App Server Arena: Part 2, A Comparison of Popular Ruby Application Servers
The Arena
The arena in which all these application servers will do battle is a basic test application I built that is available on GitHub. It’s a Sinatra app with some purely academic examples, not designed to do real, meaningful work, but instead to attempt a fair (or “fair enough”) set of tasks for each application server to process and repeat multiple times.
/server
This action spits out information about the application server itself (pid of the worker, name of app server processing the request), and some information about the request and response environment variables. It’s designed to be as close to the “metal” as reasonably possible, and does not reference any external data store.
/pi
Computes pi to 5,000 decimal places. Initially, I was doing 20k, but that turned out to cause all application servers to fall over very quickly into my tests, leaving me without enough sample size to be able to consider tests even borderline legitimate.
This task is designed to simulate mildly-computationally expensive work and see how each does under that particular type of strain.
/borat
I am so excite! The /borat
resource fetches the last 10 tweets from @devops_borat. The intent here was to generate a test that would give a fair estimate of how various servers performed with real-world network latency, but unfortunately, Twitter’s API rate limitations prevented me from testing this as thoroughly as I would have liked. I also was unable to include it in my /random
test for that very reason. I’ve since removed this feature from the application’s source code, though you should be able to see what it originally looked like by browsing the repo history.
/sleep
Sleeps for 1 second then returns a response. Spoofs unusually high request queuing and shows how each processes requests while stuck in a “wait-like” situation.
/random
Does one of the above at random with a 50% chance to run /server
. The idea would be to simulate load based on several users swarming the application at once, all doing different things.
LET THE GAMES BEGIN!
In no case can any of the performance tests here be taken as “gospel”, or in any way interpreted that these simplistic use cases are in any way all-encompassing. These are really straight-forward and simple tests that show different servers under different situations, but are not generalizable and applicable to even a majority of applications out there, especially those in complex problem domains.
In other words, your mileage may vary.
Testing hardware
This app was deployed to four different environments on Engine Yard Cloud backed by Amazon EC2 in US East 1. All VMs are High CPU Mediums. They come with 2 VCPU cores each and 1.7GB of memory. No database was used and no external data store (with the exception of the Twitter example, since a REST API could be considered a data store) was used in the app because I didn’t want to artificially slow down tests because the app server was waiting on, for example, the database driver for whatever reason - that would just skew the tests in a weird way.
Testing methodology
I used a tool called Siege by Jeff Fulmer. I’d had major problems getting apache bench to work right and stumbled on Siege, which has a lot of very interesting options.
(Tip: you can install this crazy easy on OS X via brew install siege. If you don’t have Homebrew, you really should get it.)

+++

- **Exercise task 1**
According to the app server comparison, to how many decimal places does the /pi action compute pi?
- **Exercise task 2**
For each statement below, say whether it agrees with the app server comparison, and quote the words that decide it.
(a) Each test VM had 1.7GB of memory.
(b) The /borat feature is still part of the application's source code.
(c) A database was used in the test app.
- **Exercise task 3**
Rewrite the paragraph of the app server comparison that begins "This app was deployed to four different environments" as a short list that keeps its main facts.

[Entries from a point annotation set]

+++

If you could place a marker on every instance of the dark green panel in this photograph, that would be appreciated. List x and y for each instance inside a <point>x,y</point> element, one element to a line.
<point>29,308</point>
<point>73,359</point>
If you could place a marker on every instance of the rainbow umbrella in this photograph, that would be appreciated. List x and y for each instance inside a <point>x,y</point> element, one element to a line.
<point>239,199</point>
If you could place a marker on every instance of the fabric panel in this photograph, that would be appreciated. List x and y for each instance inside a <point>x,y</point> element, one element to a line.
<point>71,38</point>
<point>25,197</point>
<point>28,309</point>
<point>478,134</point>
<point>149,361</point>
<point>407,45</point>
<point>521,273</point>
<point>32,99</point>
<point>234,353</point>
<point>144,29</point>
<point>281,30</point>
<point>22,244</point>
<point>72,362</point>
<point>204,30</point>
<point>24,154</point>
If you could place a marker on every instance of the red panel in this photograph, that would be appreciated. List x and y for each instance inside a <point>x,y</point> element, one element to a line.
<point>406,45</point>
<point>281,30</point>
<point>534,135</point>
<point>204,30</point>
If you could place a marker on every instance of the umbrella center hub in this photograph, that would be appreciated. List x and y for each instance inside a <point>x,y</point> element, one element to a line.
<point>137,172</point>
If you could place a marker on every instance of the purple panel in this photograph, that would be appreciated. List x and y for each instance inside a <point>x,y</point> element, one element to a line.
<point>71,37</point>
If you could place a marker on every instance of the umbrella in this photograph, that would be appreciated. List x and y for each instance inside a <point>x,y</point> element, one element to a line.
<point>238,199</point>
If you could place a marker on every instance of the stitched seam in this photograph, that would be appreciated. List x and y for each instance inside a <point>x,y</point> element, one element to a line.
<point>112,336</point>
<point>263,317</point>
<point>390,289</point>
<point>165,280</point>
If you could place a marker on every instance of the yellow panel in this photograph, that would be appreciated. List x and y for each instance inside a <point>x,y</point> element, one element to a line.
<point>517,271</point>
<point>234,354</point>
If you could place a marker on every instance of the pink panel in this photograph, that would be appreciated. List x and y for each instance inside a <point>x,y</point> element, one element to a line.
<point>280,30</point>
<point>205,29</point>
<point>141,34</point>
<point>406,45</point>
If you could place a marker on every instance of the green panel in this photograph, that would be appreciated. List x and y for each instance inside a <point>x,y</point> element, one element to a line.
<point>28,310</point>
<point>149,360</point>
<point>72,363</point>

+++

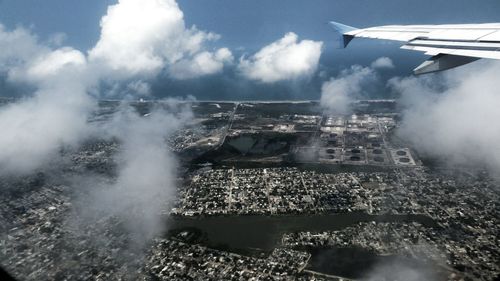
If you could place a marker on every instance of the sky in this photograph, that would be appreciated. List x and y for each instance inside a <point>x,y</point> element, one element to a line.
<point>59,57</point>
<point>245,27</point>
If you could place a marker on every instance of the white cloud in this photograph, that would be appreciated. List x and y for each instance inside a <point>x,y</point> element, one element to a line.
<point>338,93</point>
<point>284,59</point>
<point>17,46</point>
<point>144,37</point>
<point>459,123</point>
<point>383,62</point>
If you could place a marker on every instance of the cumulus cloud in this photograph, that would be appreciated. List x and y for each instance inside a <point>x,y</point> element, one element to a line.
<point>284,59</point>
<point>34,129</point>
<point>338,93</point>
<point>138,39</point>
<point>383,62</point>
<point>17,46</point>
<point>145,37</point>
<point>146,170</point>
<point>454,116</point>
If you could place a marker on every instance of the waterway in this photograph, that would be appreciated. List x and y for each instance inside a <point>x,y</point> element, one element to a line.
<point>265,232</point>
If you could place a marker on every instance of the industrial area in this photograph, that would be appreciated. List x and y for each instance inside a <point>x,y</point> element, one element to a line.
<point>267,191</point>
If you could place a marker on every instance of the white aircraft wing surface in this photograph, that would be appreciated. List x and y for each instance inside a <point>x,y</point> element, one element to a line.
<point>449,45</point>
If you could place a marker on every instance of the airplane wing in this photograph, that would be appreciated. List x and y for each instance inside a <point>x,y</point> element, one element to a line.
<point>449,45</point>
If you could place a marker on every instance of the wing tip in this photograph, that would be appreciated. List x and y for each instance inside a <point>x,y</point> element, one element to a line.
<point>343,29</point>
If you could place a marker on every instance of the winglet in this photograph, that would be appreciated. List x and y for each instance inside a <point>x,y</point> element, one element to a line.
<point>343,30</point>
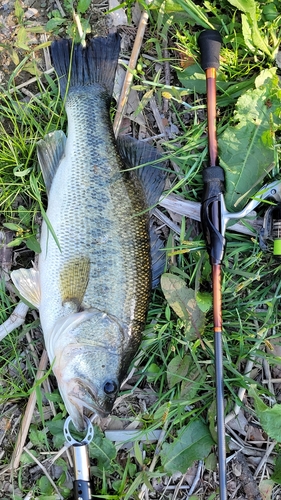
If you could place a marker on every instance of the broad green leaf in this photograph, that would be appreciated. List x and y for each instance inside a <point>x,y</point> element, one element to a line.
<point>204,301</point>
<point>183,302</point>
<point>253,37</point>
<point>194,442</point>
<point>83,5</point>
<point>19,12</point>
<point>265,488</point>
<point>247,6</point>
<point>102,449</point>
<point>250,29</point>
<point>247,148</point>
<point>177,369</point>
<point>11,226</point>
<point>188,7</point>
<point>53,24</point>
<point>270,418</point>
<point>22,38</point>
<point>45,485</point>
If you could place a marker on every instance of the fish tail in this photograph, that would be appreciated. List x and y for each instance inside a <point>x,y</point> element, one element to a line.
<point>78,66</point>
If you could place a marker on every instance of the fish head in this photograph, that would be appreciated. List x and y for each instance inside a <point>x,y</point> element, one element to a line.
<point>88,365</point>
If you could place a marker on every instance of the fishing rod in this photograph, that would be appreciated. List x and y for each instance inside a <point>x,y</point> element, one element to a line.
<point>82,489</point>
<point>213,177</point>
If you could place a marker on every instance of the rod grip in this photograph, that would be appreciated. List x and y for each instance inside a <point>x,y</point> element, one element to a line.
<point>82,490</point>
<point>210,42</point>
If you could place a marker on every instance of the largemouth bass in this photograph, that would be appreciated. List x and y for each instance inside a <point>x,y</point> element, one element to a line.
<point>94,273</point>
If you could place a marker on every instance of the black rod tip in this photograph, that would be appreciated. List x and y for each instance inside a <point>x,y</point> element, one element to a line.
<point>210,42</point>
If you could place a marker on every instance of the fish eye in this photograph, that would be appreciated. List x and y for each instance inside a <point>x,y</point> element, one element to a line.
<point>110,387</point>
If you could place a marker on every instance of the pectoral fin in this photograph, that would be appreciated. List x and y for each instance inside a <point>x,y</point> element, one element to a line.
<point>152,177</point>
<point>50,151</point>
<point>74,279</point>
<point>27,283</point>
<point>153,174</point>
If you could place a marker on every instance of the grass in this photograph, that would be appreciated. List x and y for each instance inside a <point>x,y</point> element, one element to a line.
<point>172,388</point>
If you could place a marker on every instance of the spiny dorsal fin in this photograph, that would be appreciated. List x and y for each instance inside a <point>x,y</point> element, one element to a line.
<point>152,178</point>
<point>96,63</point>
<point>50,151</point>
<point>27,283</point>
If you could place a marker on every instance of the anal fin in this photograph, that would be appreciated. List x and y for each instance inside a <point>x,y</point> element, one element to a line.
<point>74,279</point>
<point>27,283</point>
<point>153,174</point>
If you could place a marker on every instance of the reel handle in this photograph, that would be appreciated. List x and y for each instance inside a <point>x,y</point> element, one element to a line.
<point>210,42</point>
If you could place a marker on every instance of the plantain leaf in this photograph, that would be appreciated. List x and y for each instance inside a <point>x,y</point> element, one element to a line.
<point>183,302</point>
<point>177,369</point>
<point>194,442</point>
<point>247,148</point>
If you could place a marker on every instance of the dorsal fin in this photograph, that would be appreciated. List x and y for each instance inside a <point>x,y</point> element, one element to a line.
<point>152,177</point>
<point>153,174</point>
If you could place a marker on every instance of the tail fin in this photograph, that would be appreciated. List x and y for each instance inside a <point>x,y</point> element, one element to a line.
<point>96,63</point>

+++

- **Result 1**
5,000 decimal places.

- **Result 2**
(a) Yes: "They come with 2 VCPU cores each and 1.7GB of memory."
(b) No: "I’ve since removed this feature from the application’s source code"
(c) No: "No database was used"

- **Result 3**
- The app ran in four environments on Engine Yard Cloud, backed by Amazon EC2 in US East 1.
- Every VM was a High CPU Medium with 2 VCPU cores and 1.7GB of memory.
- No database was used.
- No external data store was used either, apart from the Twitter example.
- The reason was to avoid slowing the tests artificially while the app server waited on something like a database driver, which would have skewed the results.